Input material Block Start
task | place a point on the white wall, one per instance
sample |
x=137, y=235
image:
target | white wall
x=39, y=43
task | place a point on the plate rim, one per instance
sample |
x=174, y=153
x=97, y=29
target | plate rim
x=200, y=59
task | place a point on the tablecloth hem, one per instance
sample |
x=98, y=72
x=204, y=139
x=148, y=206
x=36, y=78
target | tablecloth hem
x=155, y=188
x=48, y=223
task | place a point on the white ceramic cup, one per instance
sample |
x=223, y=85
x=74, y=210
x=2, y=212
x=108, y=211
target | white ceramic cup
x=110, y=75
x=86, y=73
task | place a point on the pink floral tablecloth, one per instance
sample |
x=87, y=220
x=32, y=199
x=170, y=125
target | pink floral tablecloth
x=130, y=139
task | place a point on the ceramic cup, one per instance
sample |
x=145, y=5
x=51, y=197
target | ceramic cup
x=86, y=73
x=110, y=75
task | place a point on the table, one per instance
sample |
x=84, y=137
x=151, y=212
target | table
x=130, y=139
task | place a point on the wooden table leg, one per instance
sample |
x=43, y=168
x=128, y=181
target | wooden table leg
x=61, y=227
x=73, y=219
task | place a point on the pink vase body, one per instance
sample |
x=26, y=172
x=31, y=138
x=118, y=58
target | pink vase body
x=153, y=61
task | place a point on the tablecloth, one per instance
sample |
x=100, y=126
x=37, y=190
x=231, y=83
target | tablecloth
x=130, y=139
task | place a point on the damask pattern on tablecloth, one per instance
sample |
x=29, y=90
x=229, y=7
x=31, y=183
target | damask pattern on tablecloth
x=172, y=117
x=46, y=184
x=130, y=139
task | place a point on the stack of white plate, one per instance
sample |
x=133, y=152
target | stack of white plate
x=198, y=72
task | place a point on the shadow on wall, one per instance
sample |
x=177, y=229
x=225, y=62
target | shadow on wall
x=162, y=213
Input material Block End
Take the stretch of lines above from the one containing "task | place a point on the ceramic" through the one containing "x=118, y=58" and repeat it exactly, adding no other line.

* _Written answer_
task | place a point on the ceramic cup, one per instance
sample |
x=145, y=5
x=51, y=197
target | ceramic cup
x=86, y=73
x=110, y=75
task | place a point on the table, one per instance
sample |
x=84, y=137
x=151, y=212
target | table
x=130, y=139
task | place a point on the wooden table leg, one per instance
sample |
x=43, y=168
x=128, y=181
target | wooden table leg
x=61, y=227
x=73, y=219
task | place a point on the pink vase body, one per instance
sample |
x=26, y=172
x=31, y=138
x=118, y=58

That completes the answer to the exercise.